◆ **Objective**:
Report every line of the items below that contains the word "black", treating uppercase and lowercase as different.

--------------------------------------------------

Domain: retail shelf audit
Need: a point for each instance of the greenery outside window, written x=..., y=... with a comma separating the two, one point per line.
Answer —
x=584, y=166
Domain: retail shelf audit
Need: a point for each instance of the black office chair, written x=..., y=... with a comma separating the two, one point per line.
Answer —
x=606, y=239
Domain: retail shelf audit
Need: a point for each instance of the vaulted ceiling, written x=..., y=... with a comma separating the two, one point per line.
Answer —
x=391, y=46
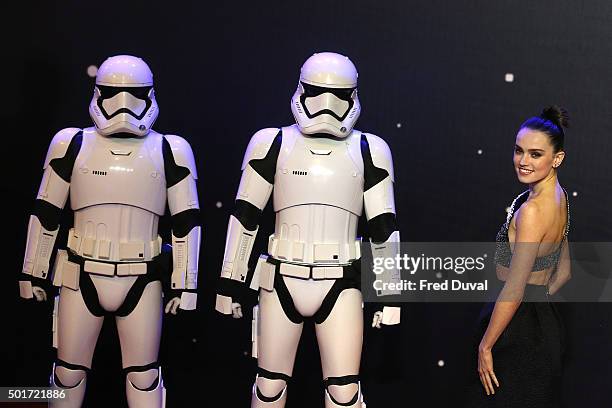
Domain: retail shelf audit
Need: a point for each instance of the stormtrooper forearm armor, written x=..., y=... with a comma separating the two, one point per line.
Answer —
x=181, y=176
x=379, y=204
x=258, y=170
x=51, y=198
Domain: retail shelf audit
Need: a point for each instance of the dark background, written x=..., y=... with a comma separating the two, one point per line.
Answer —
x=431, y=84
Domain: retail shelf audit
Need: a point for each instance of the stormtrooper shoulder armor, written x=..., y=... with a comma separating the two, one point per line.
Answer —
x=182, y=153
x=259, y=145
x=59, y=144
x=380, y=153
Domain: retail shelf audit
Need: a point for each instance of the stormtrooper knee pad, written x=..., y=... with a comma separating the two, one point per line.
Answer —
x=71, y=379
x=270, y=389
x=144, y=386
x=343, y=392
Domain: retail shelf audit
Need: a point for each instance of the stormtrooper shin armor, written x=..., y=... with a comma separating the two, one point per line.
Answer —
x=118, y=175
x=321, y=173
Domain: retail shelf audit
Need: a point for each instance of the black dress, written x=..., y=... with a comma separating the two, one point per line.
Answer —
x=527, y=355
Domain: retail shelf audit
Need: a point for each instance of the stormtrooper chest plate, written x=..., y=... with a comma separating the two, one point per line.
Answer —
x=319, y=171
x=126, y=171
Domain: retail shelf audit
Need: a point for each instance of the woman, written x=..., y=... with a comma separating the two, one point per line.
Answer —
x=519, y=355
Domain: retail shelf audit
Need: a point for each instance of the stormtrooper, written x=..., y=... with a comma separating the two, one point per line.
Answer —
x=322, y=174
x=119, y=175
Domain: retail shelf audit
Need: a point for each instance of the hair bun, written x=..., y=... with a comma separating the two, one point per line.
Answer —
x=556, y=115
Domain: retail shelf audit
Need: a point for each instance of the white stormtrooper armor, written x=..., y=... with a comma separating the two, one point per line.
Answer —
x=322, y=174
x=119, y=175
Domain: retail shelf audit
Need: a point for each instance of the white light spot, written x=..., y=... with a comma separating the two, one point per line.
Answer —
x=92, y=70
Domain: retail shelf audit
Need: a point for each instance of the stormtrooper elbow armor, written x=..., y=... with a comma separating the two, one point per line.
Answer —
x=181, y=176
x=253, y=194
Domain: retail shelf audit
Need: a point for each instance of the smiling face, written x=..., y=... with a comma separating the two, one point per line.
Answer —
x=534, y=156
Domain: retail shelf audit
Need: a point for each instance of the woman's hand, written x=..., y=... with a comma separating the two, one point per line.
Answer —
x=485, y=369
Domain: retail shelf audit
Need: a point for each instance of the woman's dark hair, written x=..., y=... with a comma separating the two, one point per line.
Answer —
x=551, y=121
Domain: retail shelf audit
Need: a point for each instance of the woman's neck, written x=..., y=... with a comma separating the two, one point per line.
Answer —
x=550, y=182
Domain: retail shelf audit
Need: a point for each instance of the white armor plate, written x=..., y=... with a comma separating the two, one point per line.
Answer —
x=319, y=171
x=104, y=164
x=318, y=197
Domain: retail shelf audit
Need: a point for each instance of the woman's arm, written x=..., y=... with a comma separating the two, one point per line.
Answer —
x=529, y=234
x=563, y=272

--------------------------------------------------

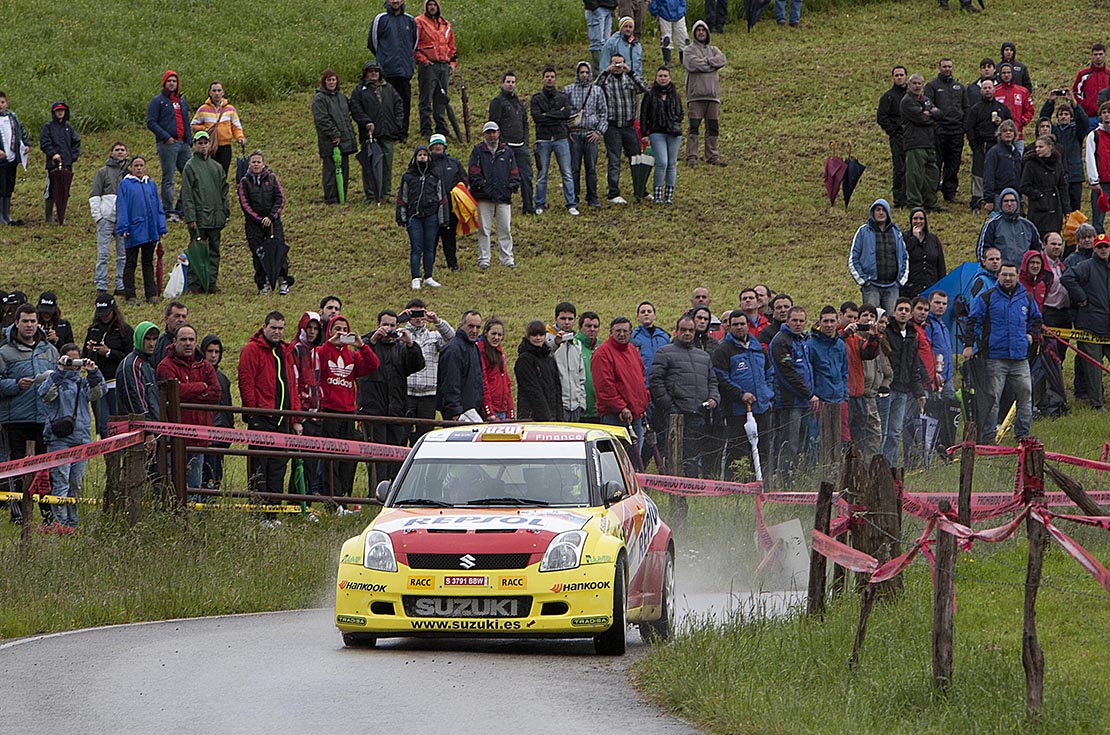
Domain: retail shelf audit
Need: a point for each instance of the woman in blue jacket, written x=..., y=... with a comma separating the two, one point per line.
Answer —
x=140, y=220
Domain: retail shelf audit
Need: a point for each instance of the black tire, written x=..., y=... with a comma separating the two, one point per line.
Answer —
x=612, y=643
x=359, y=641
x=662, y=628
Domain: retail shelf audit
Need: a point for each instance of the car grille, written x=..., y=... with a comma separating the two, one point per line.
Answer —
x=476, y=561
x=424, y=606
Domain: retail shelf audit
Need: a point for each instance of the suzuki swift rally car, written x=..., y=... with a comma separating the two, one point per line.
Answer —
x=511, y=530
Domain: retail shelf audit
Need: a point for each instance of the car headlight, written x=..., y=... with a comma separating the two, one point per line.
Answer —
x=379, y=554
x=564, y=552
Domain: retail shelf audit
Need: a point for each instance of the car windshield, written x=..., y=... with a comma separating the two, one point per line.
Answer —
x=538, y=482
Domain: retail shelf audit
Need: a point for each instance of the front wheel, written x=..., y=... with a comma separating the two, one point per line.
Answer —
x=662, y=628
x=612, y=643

--------------------------------------------------

◆ **Response below**:
Need: a point for each instance of the black office chair, written x=..., y=... with a comma separating the two, one point per line.
Need: a point for each instance of the black dress, written x=..., y=... with a comma separating the two, one point per line.
Need: a point for each instance of the black tire, written x=..., y=... with a comma separating the two, one point per line.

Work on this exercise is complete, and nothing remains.